**Exercise text**
Knife crime, helping London businesses recover from Covid and bringing your own pencil to vote are among the election issues discussed by local voters in Colliers Wood today (May 6).

Our reporters have been out talking to local voters at a polling station in Colliers Wood on an important if unusual election day.

Today's so-called 'Super Thursday' is the biggest set of elections outside a general election in nearly 50 years, with around 48 million people given the chance to have their say.

In London, polls have opened for the London Mayoral elections and for the London Assembly, with votes cast despite Covid-19 restrictions still in place.

Mandatory face masks, a socially distanced queue system and the unusual request to bring your own pen have made the election day a little different to those gone by, but that hasn't stopped residents in south London from making it to their local polling stations.

A polling station in Colliers Wood

A polling station in Colliers Wood

Whilst polls don't close until 10pm, we've been speaking to some local voters outside a polling station in Colliers Wood this morning about their motivations and opinions.

Joe Thomas, pictured outside a polling station in Colliers Wood, underlined the importance of local elections.

Voter Joe Thomas in Colliers Wood

Voter Joe Thomas in Colliers Wood

He said: "It's been such a politically divisive few years, and I know some people don't see local elections as important, but it's our chance to voice our political opinions as waiting five years isn't enough.

"In London these votes have a lot more weight too, compared to where I grew up in the Midlands, the mayor has a much more powerful role to change things.

Asked how he felt the current mayor Sadiq Khan had performed, he said: "I think he has done well, he's been a solid, strong leader and I think he's looked after London.

"The biggest challenge now for the mayor will be the recovery from Covid.

"I work in central London and I have barely been there for over a year now, we know that loads of businesses are struggling.

"The mayor do have to look after central London, but also now we're commuting less, there has to also be focus on the suburbs. London has to bounce back as a whole."

Theo Barwood, 24, said: "It's really important to me to get engaged with politics, take part in elections and get your opinion across.

"Sadiq has been a good mayor, i think he's been passionate, better than Boris.



"I hope the turnout is high, but im not sure it will be. I think people are more concerned with their own issues at the moment."

Fellow voter Ellie said she was voting as the elections had big implications for London and beyond, adding that "it's really important to have a voice where you can."

The 25-year-old, who arrived with her dog Wally, said she was an advocate for doing your research before voting.

Dogs at polling stations: Wally pictured in Colliers Wood

Dogs at polling stations: Wally pictured in Colliers Wood

When asked about the biggest issues facing London and the elected mayor, Ellie said: "Well these are unprecedented times, and the Covid recovery has to be important.

"Tackling knife crime in London is a really big issue, as is environmental policy.

"We have to make this city clean, and that's a major challenge that needs to be taken on."

One elderly resident, Surinder Real, said she had been voting at the same polling station since 1988 without missing an election, but this was her first wearing a mask or using her own pencil.

Peter Wilkins told us that dealing with the post-Covid landscape would be the elected mayor's most prominent task, but added that he believed that he believed Sadiq Khan had done an alright job so far.

Polling stations close at 10pm tonight (May 6), with some assembly results expected on Friday evening but London Mayor results not expected until Saturday evening.

Items drawn from a data source:
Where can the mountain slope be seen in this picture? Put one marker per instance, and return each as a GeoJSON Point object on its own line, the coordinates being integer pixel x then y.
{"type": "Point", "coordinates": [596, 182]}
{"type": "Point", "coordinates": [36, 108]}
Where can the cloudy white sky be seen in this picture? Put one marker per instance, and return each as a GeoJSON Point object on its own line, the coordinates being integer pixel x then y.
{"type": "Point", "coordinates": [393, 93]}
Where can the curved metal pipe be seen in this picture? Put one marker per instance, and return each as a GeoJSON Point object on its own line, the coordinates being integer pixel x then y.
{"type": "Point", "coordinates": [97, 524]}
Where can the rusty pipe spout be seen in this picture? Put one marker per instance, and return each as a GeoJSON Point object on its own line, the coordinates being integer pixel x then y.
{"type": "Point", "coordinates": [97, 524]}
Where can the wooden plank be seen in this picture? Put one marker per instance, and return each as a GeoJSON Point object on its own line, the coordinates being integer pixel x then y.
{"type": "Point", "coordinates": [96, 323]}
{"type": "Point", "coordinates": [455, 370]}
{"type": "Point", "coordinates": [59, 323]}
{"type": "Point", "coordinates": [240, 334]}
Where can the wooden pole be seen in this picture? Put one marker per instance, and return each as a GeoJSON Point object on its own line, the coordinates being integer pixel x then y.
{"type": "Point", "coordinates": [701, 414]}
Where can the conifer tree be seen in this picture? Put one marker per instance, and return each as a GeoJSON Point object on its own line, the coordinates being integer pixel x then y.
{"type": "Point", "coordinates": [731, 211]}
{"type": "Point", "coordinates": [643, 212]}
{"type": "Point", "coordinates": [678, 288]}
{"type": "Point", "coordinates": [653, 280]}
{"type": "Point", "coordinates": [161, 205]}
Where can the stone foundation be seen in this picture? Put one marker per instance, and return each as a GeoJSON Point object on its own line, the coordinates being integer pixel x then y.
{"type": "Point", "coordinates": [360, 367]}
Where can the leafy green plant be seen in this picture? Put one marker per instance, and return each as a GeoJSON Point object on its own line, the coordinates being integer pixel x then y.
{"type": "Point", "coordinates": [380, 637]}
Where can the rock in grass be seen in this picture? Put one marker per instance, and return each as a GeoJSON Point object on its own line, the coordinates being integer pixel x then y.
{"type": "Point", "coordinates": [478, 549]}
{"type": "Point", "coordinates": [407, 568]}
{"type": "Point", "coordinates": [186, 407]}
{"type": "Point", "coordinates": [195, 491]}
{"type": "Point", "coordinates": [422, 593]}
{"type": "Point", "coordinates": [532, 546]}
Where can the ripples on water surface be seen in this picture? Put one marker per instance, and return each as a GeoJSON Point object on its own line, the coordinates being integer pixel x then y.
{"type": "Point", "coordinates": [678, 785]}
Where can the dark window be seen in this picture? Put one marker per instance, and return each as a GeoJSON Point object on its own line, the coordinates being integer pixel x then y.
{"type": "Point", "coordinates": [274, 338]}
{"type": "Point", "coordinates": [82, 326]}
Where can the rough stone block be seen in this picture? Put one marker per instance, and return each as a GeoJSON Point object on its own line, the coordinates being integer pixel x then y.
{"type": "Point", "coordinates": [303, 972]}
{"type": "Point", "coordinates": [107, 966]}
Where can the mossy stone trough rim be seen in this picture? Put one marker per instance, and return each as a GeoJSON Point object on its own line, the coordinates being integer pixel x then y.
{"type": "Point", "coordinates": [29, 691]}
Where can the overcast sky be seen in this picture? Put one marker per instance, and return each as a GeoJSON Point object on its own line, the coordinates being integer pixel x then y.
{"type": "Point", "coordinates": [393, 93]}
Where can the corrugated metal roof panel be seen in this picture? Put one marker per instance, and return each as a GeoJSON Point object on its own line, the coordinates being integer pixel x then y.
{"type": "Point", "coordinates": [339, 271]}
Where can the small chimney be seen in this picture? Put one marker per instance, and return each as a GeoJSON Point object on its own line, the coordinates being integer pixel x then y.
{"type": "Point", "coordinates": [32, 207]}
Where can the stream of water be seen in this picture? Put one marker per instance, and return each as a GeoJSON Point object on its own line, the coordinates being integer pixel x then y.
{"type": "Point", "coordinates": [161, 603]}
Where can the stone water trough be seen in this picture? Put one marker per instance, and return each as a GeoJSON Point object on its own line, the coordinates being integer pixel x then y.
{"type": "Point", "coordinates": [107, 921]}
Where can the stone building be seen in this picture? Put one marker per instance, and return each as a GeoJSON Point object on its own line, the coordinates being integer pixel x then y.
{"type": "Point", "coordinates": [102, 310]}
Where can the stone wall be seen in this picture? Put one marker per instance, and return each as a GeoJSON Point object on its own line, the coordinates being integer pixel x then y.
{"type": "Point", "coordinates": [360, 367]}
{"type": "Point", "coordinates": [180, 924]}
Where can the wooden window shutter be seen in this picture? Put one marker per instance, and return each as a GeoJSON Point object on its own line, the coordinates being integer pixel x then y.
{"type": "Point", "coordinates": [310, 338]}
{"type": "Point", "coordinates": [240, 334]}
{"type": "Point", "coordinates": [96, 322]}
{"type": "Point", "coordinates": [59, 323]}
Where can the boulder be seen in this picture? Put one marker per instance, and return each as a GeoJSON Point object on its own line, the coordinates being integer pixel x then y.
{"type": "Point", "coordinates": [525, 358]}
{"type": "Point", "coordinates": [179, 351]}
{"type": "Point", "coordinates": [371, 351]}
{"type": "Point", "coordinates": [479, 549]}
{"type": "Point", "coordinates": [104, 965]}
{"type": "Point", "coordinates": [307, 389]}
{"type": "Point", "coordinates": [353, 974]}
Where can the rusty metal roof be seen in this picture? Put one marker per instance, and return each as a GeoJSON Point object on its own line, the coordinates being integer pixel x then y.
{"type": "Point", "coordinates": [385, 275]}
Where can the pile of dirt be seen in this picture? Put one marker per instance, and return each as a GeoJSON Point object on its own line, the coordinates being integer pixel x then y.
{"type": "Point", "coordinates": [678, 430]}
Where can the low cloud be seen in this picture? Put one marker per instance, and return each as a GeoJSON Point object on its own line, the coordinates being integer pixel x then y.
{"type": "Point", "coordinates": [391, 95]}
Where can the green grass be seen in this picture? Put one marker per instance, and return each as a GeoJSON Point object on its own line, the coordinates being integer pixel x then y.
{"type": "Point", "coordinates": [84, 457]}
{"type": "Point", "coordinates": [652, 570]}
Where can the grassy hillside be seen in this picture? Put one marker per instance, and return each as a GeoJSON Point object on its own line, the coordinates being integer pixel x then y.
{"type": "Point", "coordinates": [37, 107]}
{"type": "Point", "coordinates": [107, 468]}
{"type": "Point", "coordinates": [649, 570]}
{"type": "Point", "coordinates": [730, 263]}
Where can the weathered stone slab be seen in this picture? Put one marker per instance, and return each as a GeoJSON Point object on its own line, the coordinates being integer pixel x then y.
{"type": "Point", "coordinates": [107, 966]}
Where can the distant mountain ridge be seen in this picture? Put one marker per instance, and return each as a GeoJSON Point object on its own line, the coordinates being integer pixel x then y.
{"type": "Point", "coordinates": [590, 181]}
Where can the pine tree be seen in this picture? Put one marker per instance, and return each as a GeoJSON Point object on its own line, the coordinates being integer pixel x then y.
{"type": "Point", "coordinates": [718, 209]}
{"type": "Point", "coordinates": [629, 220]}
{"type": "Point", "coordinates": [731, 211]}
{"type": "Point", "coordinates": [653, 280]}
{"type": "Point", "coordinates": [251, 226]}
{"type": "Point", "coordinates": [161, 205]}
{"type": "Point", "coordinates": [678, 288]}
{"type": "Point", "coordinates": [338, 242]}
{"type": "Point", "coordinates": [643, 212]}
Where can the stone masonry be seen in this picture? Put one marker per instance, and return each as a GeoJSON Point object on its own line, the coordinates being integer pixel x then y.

**Problems and tasks**
1. In the Colliers Wood election article, copy out everything from "One elderly resident, Surinder" down to "job so far.".
2. According to the Colliers Wood election article, since what year has Surinder Real been voting at the same polling station?

**Answers for the exercise**
1.
One elderly resident, Surinder Real, said she had been voting at the same polling station since 1988 without missing an election, but this was her first wearing a mask or using her own pencil.

Peter Wilkins told us that dealing with the post-Covid landscape would be the elected mayor's most prominent task, but added that he believed that he believed Sadiq Khan had done an alright job so far.

2. Since 1988.